> _What you should do_
Find every line in the listing that contains the string "chain", matching case exactly, and copy each of those lines.

[START OF Dataset rows]

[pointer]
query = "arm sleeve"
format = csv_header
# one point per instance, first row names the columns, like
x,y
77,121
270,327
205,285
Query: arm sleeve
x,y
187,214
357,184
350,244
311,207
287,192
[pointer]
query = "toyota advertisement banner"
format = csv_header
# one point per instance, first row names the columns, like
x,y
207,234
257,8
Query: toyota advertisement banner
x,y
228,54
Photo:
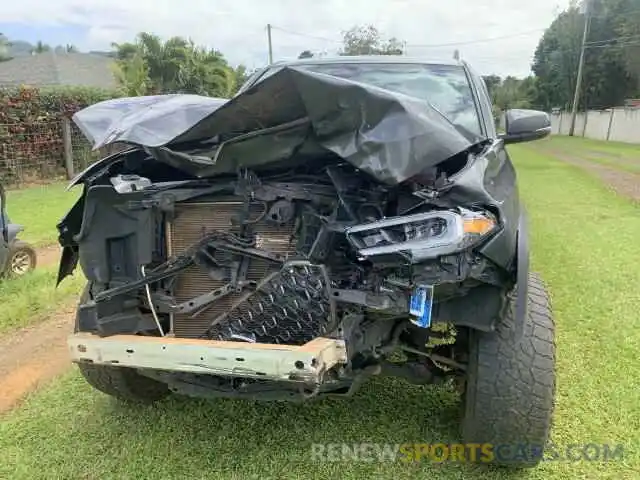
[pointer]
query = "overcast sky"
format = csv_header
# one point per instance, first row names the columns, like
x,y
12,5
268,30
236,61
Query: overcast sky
x,y
238,27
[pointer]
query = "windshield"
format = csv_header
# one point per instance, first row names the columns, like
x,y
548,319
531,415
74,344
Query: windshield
x,y
446,87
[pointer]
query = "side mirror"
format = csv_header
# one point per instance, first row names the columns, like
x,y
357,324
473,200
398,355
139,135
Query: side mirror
x,y
525,125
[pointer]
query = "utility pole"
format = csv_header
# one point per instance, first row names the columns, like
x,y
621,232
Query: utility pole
x,y
270,44
576,95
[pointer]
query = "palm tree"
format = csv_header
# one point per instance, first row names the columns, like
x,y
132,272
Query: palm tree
x,y
177,65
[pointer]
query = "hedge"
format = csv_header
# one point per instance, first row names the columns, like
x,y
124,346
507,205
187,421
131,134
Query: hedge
x,y
31,141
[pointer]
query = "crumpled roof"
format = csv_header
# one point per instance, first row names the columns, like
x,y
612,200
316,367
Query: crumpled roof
x,y
385,134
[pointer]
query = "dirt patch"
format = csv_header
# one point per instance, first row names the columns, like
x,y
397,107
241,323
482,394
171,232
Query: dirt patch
x,y
623,183
32,356
48,256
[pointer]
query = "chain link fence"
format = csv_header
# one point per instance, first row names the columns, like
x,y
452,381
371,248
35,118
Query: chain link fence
x,y
44,152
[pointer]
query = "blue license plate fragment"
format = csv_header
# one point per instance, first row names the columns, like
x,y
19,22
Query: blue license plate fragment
x,y
421,305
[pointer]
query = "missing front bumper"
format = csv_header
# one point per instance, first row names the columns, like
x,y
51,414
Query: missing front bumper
x,y
307,363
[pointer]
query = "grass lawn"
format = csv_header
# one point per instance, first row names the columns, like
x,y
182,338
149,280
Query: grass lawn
x,y
39,209
620,156
584,243
28,299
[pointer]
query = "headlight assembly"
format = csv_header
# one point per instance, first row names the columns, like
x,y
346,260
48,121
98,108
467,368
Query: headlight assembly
x,y
422,236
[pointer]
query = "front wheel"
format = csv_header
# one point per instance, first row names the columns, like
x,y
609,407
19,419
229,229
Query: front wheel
x,y
122,383
510,384
22,259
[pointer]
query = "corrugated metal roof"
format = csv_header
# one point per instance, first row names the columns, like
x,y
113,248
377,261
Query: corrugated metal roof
x,y
58,69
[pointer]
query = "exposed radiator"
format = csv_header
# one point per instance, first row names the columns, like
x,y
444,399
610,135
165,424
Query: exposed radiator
x,y
192,222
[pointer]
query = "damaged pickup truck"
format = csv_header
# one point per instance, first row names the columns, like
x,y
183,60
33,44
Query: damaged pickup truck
x,y
338,219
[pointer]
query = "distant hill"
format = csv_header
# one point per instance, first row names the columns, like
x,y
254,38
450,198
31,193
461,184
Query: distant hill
x,y
18,48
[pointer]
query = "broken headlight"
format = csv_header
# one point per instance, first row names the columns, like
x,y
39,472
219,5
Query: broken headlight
x,y
423,235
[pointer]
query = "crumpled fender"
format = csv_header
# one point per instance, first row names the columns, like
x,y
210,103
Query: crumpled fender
x,y
522,274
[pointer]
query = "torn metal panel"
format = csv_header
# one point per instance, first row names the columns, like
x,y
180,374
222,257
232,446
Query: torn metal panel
x,y
388,135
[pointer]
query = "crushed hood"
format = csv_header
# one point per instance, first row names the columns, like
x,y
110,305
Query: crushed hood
x,y
386,134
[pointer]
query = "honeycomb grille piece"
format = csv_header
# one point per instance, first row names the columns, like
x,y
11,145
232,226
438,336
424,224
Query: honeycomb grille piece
x,y
192,222
291,306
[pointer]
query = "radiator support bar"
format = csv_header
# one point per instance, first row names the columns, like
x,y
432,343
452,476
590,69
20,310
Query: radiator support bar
x,y
306,363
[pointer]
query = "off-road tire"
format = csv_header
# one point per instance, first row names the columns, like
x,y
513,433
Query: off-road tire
x,y
123,383
120,382
19,247
510,387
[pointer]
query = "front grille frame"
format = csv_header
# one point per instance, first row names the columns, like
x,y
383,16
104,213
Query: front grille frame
x,y
186,228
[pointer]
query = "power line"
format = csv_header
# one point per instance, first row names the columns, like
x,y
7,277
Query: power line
x,y
286,30
479,40
622,44
615,39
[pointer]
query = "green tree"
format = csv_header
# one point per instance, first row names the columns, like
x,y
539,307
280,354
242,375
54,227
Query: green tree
x,y
41,47
240,76
493,83
608,76
4,48
174,66
367,40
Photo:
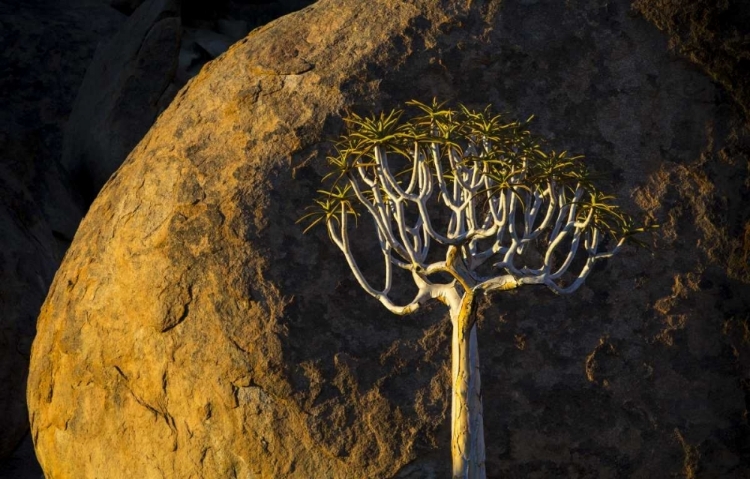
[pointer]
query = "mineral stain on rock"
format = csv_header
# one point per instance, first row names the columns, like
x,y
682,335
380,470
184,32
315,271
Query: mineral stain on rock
x,y
193,330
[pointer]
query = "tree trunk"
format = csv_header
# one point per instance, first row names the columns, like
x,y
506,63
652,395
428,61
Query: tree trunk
x,y
467,428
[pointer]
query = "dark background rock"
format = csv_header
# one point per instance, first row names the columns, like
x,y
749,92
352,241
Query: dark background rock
x,y
201,321
122,93
45,49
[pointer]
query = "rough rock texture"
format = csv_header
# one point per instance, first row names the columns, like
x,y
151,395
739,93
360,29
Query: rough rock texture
x,y
45,50
27,265
125,87
192,330
714,34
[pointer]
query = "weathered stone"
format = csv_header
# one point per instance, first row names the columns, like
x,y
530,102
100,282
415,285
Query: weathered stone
x,y
193,330
27,264
45,49
121,94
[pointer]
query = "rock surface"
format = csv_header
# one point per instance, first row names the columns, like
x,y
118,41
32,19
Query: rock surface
x,y
192,330
125,87
45,50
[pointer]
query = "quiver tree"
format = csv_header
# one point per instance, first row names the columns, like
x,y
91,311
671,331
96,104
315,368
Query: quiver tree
x,y
466,204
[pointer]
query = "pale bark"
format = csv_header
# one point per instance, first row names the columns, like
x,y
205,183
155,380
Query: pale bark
x,y
467,430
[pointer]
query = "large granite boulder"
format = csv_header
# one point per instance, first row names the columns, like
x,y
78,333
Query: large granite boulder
x,y
192,329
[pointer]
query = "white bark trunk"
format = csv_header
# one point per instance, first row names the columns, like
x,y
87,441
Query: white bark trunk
x,y
467,428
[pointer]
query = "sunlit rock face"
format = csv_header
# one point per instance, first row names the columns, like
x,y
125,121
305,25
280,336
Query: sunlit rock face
x,y
192,329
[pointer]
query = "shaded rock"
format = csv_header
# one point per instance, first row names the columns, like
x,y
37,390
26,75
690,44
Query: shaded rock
x,y
714,35
27,264
193,330
46,48
121,94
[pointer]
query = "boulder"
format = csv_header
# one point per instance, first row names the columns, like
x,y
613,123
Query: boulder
x,y
193,330
126,86
27,264
46,47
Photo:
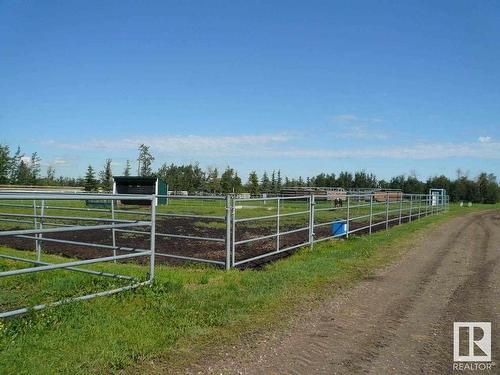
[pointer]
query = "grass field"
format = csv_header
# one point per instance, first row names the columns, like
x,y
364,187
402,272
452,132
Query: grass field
x,y
189,311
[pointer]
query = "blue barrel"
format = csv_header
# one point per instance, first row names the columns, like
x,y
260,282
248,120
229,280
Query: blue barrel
x,y
339,227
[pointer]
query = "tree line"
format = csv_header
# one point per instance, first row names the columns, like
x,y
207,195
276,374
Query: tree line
x,y
17,168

[END OF Dataset rows]

> _The solution_
query = "chain link fence"
Query: chain link fence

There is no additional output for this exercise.